*** Material shown Section Begins ***

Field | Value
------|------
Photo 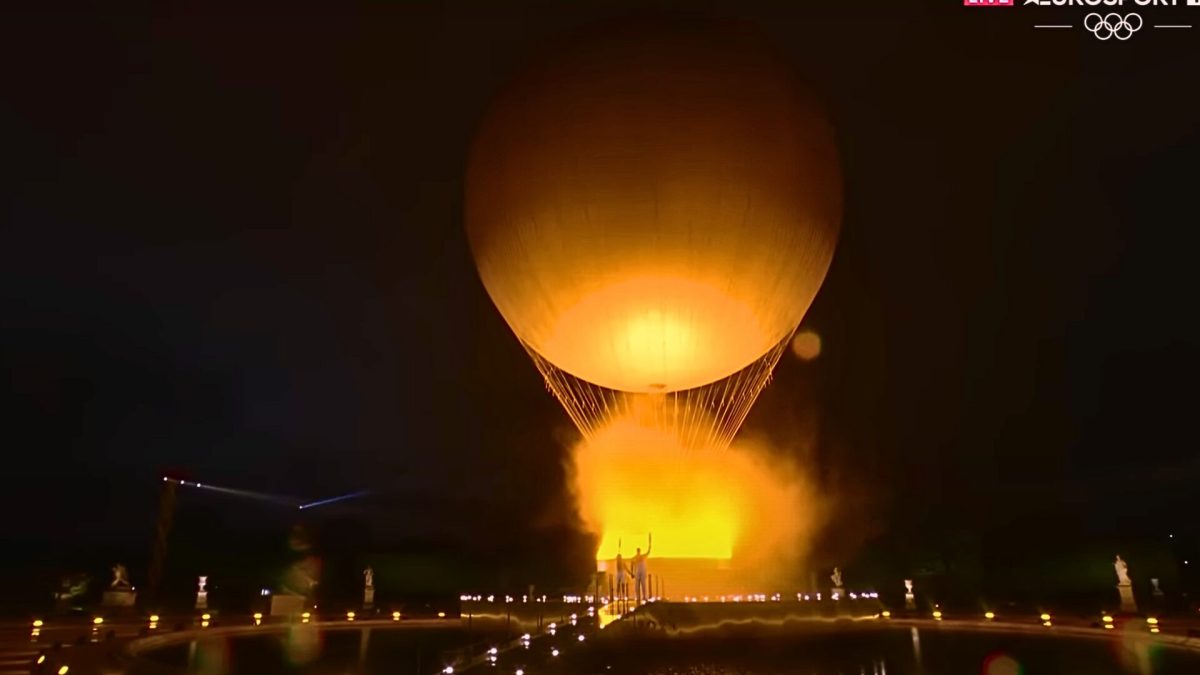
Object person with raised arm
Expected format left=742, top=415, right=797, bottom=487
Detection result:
left=631, top=533, right=652, bottom=603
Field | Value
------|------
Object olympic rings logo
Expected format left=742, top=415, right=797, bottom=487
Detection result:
left=1083, top=13, right=1143, bottom=41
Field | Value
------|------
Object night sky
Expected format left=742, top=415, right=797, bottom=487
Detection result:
left=3, top=2, right=1199, bottom=603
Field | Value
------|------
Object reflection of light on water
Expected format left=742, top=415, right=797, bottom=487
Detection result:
left=911, top=627, right=921, bottom=665
left=283, top=623, right=322, bottom=666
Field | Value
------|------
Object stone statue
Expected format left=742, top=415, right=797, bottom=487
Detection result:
left=1151, top=578, right=1163, bottom=596
left=363, top=567, right=374, bottom=588
left=102, top=565, right=136, bottom=607
left=830, top=567, right=843, bottom=588
left=904, top=579, right=913, bottom=593
left=1114, top=555, right=1131, bottom=586
left=194, top=574, right=210, bottom=609
left=110, top=564, right=131, bottom=588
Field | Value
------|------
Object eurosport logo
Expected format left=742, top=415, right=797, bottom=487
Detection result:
left=963, top=0, right=1198, bottom=40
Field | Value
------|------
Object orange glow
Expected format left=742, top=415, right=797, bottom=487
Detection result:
left=571, top=416, right=821, bottom=575
left=597, top=603, right=622, bottom=629
left=542, top=275, right=771, bottom=392
left=578, top=421, right=733, bottom=558
left=790, top=330, right=822, bottom=361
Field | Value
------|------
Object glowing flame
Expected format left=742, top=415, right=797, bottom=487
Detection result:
left=570, top=416, right=821, bottom=579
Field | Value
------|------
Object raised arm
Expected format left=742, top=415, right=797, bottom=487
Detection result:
left=646, top=533, right=652, bottom=557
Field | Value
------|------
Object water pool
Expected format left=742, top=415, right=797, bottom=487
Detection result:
left=125, top=618, right=1200, bottom=675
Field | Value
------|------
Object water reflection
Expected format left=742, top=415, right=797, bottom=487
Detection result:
left=138, top=625, right=1200, bottom=675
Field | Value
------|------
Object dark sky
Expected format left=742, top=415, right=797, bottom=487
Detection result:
left=3, top=2, right=1199, bottom=590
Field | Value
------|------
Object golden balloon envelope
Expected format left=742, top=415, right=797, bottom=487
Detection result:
left=467, top=21, right=841, bottom=394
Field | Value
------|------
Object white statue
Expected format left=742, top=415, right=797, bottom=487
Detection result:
left=1114, top=555, right=1131, bottom=586
left=363, top=567, right=374, bottom=588
left=904, top=579, right=913, bottom=593
left=110, top=564, right=131, bottom=588
left=197, top=575, right=208, bottom=592
left=1151, top=578, right=1163, bottom=595
left=831, top=567, right=843, bottom=588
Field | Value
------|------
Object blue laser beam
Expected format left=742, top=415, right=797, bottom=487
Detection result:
left=297, top=490, right=371, bottom=511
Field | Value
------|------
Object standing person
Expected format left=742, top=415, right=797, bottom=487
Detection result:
left=632, top=534, right=652, bottom=603
left=614, top=552, right=631, bottom=602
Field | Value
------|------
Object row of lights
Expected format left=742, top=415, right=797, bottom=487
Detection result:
left=29, top=609, right=1167, bottom=629
left=457, top=594, right=604, bottom=604
left=679, top=591, right=883, bottom=603
left=34, top=608, right=414, bottom=633
left=878, top=610, right=1162, bottom=632
left=460, top=591, right=886, bottom=605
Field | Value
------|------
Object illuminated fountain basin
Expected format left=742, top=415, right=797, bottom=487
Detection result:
left=560, top=626, right=1200, bottom=675
left=122, top=605, right=1200, bottom=675
left=532, top=606, right=1200, bottom=675
left=124, top=621, right=512, bottom=675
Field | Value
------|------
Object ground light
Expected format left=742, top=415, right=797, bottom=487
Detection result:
left=881, top=611, right=891, bottom=618
left=92, top=617, right=104, bottom=625
left=985, top=612, right=995, bottom=620
left=393, top=611, right=401, bottom=621
left=32, top=619, right=43, bottom=627
left=932, top=611, right=942, bottom=620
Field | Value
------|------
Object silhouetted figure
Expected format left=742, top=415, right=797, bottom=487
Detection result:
left=614, top=553, right=631, bottom=602
left=632, top=534, right=652, bottom=603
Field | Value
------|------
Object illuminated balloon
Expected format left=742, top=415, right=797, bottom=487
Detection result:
left=467, top=20, right=841, bottom=447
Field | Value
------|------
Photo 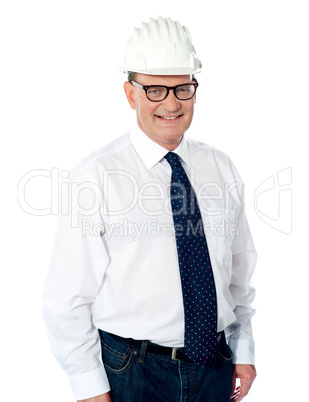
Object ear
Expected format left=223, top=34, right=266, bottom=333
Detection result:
left=124, top=81, right=136, bottom=110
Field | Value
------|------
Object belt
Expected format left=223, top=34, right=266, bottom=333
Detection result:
left=105, top=331, right=223, bottom=362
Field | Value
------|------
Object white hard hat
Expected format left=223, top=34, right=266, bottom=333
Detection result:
left=121, top=17, right=202, bottom=75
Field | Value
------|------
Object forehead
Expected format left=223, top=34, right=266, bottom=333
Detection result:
left=135, top=73, right=193, bottom=86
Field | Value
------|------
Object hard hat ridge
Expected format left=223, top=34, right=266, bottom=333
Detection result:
left=121, top=16, right=202, bottom=75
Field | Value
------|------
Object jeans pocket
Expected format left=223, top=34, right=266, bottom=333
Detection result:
left=100, top=332, right=137, bottom=373
left=216, top=344, right=233, bottom=362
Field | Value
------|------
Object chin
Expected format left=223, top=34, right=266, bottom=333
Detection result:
left=159, top=133, right=184, bottom=148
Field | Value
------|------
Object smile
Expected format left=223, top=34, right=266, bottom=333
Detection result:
left=156, top=115, right=183, bottom=120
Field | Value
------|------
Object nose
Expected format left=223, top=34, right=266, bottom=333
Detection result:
left=161, top=89, right=182, bottom=112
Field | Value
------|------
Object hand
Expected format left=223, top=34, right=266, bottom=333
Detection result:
left=78, top=391, right=112, bottom=402
left=231, top=364, right=256, bottom=401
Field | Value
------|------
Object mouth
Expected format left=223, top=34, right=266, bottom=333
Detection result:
left=156, top=114, right=184, bottom=120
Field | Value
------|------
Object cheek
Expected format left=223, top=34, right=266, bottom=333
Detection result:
left=135, top=104, right=158, bottom=131
left=136, top=98, right=157, bottom=119
left=186, top=103, right=195, bottom=119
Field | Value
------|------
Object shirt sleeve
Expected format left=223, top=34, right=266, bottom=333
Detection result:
left=225, top=162, right=257, bottom=365
left=42, top=165, right=111, bottom=400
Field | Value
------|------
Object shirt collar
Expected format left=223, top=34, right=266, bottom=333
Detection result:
left=130, top=126, right=191, bottom=169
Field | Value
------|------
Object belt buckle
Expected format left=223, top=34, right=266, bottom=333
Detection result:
left=171, top=347, right=182, bottom=360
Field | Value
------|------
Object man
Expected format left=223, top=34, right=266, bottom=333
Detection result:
left=43, top=17, right=257, bottom=401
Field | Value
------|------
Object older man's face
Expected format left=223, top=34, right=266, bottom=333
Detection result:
left=124, top=74, right=196, bottom=151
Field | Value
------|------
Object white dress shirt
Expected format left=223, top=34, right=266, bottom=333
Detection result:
left=43, top=126, right=257, bottom=400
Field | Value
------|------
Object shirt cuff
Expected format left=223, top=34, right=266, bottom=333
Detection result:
left=68, top=366, right=111, bottom=400
left=228, top=338, right=255, bottom=365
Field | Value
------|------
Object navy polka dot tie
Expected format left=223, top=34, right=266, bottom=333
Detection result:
left=165, top=152, right=217, bottom=367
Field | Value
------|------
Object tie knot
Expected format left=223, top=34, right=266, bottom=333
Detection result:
left=164, top=152, right=182, bottom=168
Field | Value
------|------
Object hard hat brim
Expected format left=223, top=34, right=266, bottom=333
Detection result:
left=120, top=63, right=202, bottom=75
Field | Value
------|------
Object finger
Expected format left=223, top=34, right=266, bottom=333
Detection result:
left=237, top=381, right=251, bottom=401
left=230, top=388, right=240, bottom=401
left=231, top=386, right=240, bottom=399
left=230, top=367, right=237, bottom=397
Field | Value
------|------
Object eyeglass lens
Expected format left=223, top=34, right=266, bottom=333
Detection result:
left=147, top=84, right=196, bottom=101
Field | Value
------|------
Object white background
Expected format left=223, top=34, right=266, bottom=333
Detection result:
left=1, top=1, right=308, bottom=400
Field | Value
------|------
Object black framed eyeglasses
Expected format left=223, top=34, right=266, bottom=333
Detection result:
left=131, top=80, right=199, bottom=102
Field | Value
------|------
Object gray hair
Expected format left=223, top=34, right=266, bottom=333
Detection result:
left=127, top=71, right=136, bottom=82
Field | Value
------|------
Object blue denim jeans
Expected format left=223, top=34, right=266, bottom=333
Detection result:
left=99, top=330, right=233, bottom=401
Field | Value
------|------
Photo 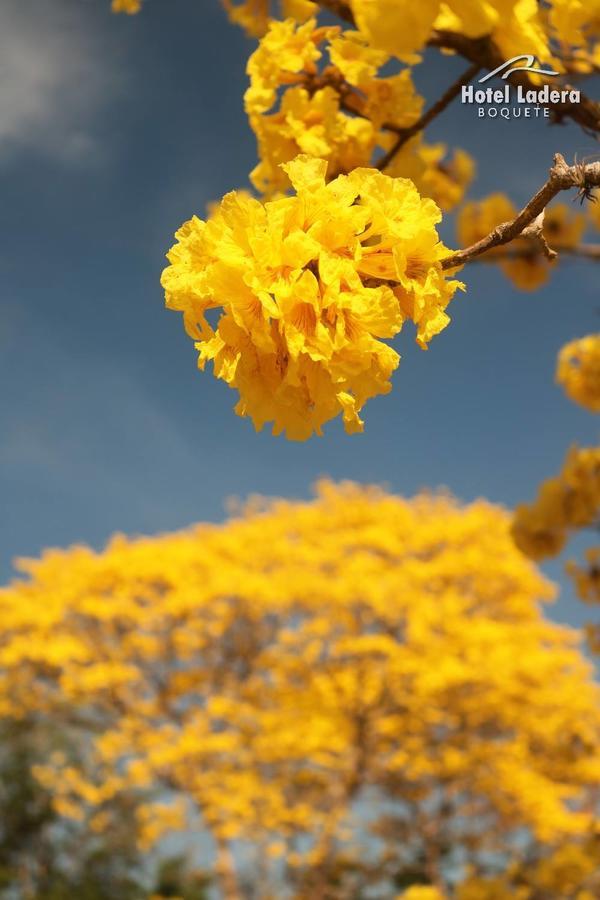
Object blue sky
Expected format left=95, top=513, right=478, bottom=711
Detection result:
left=1, top=0, right=598, bottom=626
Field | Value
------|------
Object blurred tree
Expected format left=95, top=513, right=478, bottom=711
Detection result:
left=1, top=483, right=600, bottom=897
left=0, top=722, right=212, bottom=899
left=0, top=718, right=143, bottom=899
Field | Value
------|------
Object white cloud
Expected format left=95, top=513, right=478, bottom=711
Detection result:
left=0, top=0, right=121, bottom=162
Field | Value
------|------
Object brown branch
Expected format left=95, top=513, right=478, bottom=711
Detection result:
left=375, top=63, right=480, bottom=170
left=468, top=243, right=600, bottom=262
left=441, top=154, right=600, bottom=270
left=314, top=0, right=355, bottom=25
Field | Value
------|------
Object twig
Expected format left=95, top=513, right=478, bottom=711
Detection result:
left=441, top=154, right=600, bottom=270
left=467, top=243, right=600, bottom=262
left=314, top=0, right=355, bottom=25
left=375, top=63, right=480, bottom=170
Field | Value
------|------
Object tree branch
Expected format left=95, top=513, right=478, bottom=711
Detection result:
left=314, top=0, right=355, bottom=25
left=441, top=154, right=600, bottom=270
left=375, top=63, right=480, bottom=170
left=468, top=243, right=600, bottom=262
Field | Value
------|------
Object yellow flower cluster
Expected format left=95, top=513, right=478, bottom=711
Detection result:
left=512, top=446, right=600, bottom=560
left=162, top=155, right=462, bottom=439
left=111, top=0, right=143, bottom=12
left=1, top=482, right=599, bottom=893
left=557, top=335, right=600, bottom=413
left=549, top=0, right=600, bottom=72
left=244, top=18, right=475, bottom=205
left=457, top=197, right=586, bottom=291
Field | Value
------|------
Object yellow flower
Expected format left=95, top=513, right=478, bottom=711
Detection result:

*** Material shown Section Ends ***

◆ Task item: Go through the entries above and copy each line holding the string "raised".

◆ Expected output:
Object person with raised arm
Object raised arm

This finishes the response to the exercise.